* [RECORDS PROVIDED]:
^^^^^^^^

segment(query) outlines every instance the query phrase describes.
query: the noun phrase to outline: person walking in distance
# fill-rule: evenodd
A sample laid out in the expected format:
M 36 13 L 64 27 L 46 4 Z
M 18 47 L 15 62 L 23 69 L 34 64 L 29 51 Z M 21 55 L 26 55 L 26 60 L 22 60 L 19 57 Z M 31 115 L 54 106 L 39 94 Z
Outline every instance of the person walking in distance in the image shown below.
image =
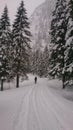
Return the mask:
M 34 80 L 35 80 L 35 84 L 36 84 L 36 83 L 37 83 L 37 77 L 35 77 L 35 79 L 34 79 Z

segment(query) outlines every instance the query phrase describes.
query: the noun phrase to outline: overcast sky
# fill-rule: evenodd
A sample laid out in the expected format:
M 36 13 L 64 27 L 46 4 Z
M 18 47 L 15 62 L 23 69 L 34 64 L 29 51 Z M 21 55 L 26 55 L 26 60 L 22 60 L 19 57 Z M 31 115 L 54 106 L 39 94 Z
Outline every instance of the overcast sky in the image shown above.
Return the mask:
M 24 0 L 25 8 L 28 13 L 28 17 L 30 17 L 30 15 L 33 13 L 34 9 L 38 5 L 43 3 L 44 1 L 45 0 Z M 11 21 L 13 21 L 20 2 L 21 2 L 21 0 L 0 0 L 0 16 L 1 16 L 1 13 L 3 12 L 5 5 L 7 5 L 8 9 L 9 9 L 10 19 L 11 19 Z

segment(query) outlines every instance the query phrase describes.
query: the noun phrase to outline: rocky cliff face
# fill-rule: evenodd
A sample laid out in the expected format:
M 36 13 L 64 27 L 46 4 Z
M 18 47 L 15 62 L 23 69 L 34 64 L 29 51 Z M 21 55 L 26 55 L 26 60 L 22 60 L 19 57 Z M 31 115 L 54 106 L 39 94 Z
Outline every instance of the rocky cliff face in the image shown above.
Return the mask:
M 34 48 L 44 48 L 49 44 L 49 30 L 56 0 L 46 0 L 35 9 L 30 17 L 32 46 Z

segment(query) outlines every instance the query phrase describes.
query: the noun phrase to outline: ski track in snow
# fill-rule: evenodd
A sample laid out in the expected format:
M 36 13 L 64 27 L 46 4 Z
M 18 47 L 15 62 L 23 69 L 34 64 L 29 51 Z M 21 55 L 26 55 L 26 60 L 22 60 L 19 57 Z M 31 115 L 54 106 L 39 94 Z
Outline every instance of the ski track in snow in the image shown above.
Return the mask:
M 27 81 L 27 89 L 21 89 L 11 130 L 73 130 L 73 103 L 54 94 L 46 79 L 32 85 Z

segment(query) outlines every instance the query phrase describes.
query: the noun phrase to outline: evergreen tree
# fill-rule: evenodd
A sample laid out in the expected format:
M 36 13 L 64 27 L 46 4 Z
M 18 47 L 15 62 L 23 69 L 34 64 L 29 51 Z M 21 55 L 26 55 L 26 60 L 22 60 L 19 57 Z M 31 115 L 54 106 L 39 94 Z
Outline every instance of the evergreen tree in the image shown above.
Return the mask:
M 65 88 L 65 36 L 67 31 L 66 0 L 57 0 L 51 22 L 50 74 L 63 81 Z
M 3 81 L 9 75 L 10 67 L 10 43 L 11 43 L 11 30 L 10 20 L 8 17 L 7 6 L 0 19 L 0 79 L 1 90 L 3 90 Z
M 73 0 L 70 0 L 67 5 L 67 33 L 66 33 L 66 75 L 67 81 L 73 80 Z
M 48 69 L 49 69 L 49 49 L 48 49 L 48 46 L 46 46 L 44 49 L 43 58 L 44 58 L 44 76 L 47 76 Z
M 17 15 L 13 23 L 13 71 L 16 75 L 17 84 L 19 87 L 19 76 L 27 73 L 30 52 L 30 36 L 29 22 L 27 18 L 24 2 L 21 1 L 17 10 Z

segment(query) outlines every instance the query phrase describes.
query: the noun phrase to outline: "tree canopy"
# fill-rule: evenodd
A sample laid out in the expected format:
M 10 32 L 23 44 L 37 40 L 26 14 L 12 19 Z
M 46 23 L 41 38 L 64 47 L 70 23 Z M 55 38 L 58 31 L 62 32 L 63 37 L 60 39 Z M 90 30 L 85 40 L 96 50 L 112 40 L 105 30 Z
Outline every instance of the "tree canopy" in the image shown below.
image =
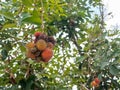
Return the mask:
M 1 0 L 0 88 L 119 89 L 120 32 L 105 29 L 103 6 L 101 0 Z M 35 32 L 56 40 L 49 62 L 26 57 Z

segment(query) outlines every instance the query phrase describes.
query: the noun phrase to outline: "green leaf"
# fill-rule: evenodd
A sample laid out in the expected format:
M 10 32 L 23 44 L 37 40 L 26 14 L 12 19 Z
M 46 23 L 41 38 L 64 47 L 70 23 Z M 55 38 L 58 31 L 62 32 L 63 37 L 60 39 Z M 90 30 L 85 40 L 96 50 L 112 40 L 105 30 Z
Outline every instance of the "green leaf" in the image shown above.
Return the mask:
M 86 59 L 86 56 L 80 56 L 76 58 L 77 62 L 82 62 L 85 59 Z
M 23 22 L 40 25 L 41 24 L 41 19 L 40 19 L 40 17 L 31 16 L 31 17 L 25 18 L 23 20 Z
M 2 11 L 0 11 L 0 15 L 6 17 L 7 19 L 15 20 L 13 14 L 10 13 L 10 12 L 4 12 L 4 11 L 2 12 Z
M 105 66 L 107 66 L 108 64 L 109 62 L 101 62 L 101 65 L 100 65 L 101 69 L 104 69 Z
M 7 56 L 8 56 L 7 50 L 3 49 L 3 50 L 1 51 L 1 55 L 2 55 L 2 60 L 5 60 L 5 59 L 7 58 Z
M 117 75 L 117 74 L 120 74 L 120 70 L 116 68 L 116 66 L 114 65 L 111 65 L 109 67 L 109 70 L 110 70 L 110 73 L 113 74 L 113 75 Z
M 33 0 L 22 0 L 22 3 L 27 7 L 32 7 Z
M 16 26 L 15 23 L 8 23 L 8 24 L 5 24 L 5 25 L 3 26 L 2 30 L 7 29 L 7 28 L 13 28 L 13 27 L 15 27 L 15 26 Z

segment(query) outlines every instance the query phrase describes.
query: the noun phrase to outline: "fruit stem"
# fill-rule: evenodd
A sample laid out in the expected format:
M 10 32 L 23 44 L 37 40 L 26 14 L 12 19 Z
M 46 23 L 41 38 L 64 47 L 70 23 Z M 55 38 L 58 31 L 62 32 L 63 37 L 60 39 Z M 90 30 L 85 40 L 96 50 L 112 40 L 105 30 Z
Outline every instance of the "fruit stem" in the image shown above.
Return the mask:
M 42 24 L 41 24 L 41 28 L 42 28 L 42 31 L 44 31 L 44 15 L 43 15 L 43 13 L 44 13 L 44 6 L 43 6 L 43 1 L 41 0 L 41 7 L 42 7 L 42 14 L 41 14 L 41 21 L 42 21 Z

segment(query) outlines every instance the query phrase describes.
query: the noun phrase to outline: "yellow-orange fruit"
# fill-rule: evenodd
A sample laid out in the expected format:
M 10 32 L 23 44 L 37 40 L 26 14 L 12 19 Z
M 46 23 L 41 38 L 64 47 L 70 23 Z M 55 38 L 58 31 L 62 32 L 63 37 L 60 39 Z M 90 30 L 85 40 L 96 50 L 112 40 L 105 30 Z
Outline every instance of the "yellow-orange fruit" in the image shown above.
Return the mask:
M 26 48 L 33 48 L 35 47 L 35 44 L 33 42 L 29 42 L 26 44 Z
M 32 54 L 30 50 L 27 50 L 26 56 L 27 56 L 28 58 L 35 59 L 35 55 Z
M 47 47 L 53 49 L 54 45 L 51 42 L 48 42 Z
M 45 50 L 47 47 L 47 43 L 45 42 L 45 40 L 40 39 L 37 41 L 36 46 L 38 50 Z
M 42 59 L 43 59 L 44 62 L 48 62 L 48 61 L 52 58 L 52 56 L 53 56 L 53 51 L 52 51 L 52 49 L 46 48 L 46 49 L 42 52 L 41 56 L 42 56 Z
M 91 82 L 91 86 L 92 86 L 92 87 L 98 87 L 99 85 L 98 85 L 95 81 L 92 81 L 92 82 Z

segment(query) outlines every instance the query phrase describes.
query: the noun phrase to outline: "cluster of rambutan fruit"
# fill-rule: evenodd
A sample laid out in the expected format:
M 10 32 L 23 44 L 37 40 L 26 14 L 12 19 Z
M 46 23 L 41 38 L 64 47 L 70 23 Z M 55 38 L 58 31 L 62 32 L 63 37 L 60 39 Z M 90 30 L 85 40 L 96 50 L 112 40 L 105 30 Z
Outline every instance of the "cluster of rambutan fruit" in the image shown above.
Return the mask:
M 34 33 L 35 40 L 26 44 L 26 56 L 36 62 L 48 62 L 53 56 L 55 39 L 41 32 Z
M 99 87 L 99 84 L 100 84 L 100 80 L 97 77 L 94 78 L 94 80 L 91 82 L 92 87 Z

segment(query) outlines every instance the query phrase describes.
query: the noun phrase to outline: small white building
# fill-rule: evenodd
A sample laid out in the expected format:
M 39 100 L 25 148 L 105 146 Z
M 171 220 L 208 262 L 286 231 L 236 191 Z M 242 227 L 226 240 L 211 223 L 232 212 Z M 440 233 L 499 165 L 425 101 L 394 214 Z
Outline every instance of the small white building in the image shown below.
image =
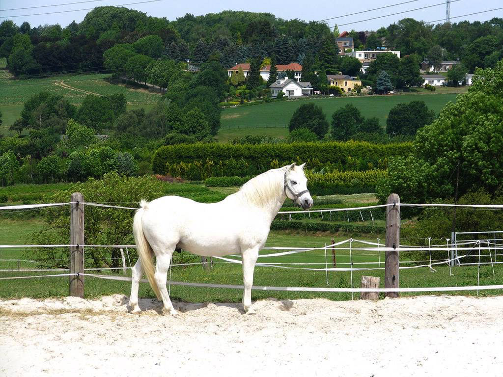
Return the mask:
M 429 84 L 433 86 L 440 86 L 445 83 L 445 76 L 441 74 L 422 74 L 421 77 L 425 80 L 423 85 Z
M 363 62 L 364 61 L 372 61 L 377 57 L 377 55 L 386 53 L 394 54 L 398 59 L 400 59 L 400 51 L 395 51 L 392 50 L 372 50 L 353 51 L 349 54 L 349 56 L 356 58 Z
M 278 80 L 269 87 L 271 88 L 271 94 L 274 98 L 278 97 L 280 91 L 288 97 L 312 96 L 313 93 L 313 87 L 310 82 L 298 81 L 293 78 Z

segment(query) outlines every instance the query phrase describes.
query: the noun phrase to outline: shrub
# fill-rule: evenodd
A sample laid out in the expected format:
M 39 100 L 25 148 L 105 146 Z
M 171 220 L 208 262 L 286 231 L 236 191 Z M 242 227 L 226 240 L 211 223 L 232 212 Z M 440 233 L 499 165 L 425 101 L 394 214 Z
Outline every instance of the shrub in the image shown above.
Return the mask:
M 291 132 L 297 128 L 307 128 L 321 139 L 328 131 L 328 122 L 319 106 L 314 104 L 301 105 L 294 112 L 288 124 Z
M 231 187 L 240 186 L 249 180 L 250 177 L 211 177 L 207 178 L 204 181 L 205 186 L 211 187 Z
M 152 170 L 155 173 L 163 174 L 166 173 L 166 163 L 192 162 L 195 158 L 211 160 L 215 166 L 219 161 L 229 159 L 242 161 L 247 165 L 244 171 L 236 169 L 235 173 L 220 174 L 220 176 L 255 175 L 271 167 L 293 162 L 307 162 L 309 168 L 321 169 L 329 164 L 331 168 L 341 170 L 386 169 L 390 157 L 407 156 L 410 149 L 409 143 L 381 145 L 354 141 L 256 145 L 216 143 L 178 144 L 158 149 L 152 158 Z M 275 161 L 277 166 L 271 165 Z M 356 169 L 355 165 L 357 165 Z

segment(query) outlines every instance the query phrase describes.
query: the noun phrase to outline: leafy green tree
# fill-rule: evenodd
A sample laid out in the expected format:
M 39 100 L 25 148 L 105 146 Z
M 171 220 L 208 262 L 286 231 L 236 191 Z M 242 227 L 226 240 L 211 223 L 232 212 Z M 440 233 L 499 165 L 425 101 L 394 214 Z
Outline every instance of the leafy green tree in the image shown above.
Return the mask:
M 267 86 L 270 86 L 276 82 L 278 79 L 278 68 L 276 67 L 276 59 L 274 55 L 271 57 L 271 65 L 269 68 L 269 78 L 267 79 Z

^^^^^^^^

* [GOAL]: Express the data as a JSON list of strings, one string per line, from the first line through the line that contains "M 24 0 L 25", including that line. Leave out blank lines and the pictures.

* [SOLUTION TO THE EXERCISE]:
[
  "segment(query) outlines every instance the query phrase describes.",
  "query: the noun phrase to outline: person walking in distance",
  "# fill-rule: evenodd",
  "A sample laid out in the expected format:",
  "M 36 13 L 64 27 L 46 4 Z",
  "M 18 47 L 15 62 L 23 69 L 34 64 L 29 51 Z M 21 55 L 26 55 L 26 60 L 22 60 L 19 57 Z M 31 115 L 54 106 L 39 94 Z",
  "Outline every instance of the person walking in distance in the image shown below.",
  "image =",
  "Return the mask:",
  "M 34 80 L 35 80 L 35 84 L 36 84 L 36 83 L 37 83 L 37 77 L 35 77 L 35 79 L 34 79 Z",
  "segment(query) outlines every instance the query phrase describes.",
  "query: the noun phrase to outline: overcast sky",
  "# fill-rule: evenodd",
  "A sample laid out in the expected format:",
  "M 36 13 L 64 27 L 46 4 Z",
  "M 18 47 L 15 62 L 23 69 L 34 64 L 29 51 Z M 21 55 L 26 55 L 26 60 L 22 60 L 19 57 Z M 31 115 L 54 106 L 39 94 Z",
  "Outline every instance of the overcast sky in the image shown above.",
  "Return the mask:",
  "M 24 0 L 25 8 L 28 13 L 28 17 L 30 17 L 30 15 L 33 13 L 34 9 L 38 5 L 43 3 L 44 1 L 45 0 Z M 11 21 L 13 21 L 20 2 L 21 2 L 21 0 L 0 0 L 0 16 L 1 16 L 1 13 L 3 12 L 5 5 L 7 5 L 8 9 L 9 9 L 10 19 L 11 19 Z"
]